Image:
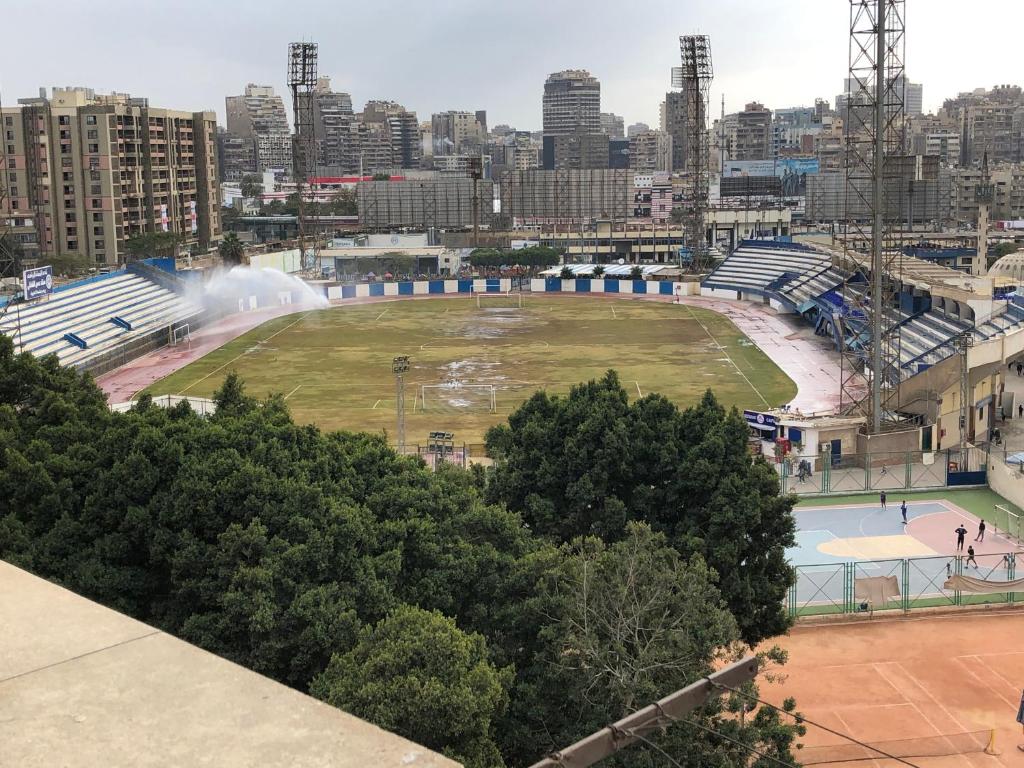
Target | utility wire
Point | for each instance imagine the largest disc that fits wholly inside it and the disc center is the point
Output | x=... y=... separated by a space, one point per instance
x=802 y=719
x=737 y=742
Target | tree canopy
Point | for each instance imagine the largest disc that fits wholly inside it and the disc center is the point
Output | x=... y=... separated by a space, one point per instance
x=477 y=612
x=590 y=462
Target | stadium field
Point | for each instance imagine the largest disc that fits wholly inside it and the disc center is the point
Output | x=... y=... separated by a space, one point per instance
x=334 y=365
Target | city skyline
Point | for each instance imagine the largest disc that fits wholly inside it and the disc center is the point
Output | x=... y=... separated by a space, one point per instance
x=778 y=53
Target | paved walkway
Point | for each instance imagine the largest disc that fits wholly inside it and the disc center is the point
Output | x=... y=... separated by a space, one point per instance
x=791 y=343
x=787 y=341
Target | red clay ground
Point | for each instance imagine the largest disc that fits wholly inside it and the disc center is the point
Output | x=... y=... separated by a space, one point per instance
x=918 y=677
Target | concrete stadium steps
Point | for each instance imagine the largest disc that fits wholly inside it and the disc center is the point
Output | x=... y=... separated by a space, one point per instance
x=87 y=311
x=756 y=266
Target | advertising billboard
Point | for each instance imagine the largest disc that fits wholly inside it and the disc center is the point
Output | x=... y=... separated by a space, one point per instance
x=793 y=171
x=38 y=282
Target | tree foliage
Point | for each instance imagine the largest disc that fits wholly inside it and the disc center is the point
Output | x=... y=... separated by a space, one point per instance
x=230 y=249
x=590 y=462
x=328 y=562
x=535 y=257
x=417 y=674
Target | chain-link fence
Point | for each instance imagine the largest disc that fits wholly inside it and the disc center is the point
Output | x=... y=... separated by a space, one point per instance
x=901 y=584
x=858 y=473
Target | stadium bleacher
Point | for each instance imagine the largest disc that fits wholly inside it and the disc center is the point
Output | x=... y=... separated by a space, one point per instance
x=99 y=313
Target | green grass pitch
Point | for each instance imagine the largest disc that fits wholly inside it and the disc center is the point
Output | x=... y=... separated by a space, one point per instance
x=334 y=365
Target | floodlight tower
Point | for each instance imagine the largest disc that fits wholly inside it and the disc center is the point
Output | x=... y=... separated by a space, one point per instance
x=302 y=82
x=399 y=367
x=694 y=77
x=876 y=168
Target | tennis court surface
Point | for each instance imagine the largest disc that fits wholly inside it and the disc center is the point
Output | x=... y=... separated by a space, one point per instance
x=929 y=689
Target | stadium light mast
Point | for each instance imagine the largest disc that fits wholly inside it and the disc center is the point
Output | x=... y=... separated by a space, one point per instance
x=399 y=367
x=302 y=59
x=694 y=77
x=868 y=322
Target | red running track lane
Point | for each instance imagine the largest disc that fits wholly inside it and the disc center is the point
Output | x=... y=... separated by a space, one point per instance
x=787 y=342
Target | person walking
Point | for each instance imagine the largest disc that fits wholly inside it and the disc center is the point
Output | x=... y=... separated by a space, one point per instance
x=961 y=532
x=970 y=557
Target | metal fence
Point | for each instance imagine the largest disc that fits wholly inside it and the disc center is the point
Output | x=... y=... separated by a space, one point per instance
x=832 y=588
x=856 y=473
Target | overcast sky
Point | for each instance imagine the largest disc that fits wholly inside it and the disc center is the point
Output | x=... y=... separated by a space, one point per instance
x=454 y=54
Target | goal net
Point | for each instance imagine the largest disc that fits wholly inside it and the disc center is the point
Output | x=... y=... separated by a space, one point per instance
x=503 y=300
x=181 y=334
x=456 y=397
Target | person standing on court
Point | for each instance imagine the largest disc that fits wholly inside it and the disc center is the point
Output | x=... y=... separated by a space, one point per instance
x=970 y=556
x=961 y=532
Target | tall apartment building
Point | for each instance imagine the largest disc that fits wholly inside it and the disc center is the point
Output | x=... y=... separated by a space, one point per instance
x=236 y=156
x=90 y=171
x=636 y=128
x=1008 y=194
x=259 y=114
x=650 y=152
x=332 y=120
x=673 y=115
x=402 y=129
x=571 y=103
x=612 y=125
x=753 y=133
x=458 y=132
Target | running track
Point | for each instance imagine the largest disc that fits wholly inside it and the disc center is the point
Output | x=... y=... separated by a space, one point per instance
x=786 y=340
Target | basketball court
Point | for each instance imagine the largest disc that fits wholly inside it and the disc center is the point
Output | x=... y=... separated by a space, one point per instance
x=843 y=551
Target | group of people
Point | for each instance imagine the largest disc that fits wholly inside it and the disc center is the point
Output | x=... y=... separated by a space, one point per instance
x=961 y=530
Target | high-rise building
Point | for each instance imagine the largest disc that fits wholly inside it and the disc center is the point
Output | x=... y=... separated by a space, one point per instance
x=612 y=125
x=636 y=128
x=673 y=118
x=91 y=171
x=650 y=152
x=753 y=133
x=332 y=123
x=401 y=127
x=236 y=156
x=458 y=132
x=259 y=114
x=571 y=103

- [WHAT IS NEEDED]: Quote the lines of the listing above that run from the line with "Target | goal net" through its last line, both included, and nothing else.

- [FULL OUTPUT]:
Target | goal net
Point | for each instance imagine the largest disc that fits wholly inside it and the disc center is the point
Output | x=... y=... separated by a space, one point per instance
x=503 y=300
x=181 y=334
x=456 y=397
Target | person standing on court
Point | for each instance imagine the largest disc that fits wholly inside it and the disc center is the point
Output | x=... y=... separated by a space, one point per instance
x=970 y=556
x=961 y=532
Target | tall apartment building
Point | for each instance imagine the largest disc that fits wholly inside it and the disc center is the point
Output | x=... y=... separated by a space, one point per instance
x=236 y=156
x=90 y=171
x=636 y=128
x=1008 y=194
x=259 y=114
x=650 y=152
x=332 y=120
x=673 y=115
x=402 y=129
x=571 y=103
x=612 y=125
x=753 y=133
x=458 y=132
Target | running track
Point | for each instance imagine the largest disc that fits wholly inside it and the disc center is the point
Output | x=... y=... separated by a space, one point per instance
x=786 y=340
Target | basketball court
Point | for each instance imagine the largest disc that fits wholly inside it and the disc center is the point
Output | x=... y=... separated by a space, one point per instance
x=843 y=551
Target | group of people
Point | for each instance imagine the largest disc that fits wholly inside it and the disc center is the point
Output | x=... y=... separated by a space, one point per instance
x=961 y=530
Target | high-rise building
Point | for each instance imagine the largest disc that fits wholly inside it and the disc center is the point
Output | x=... y=... separated by a space, one point per instance
x=612 y=125
x=636 y=128
x=673 y=118
x=91 y=171
x=650 y=152
x=753 y=133
x=332 y=123
x=401 y=127
x=236 y=156
x=458 y=132
x=259 y=114
x=571 y=103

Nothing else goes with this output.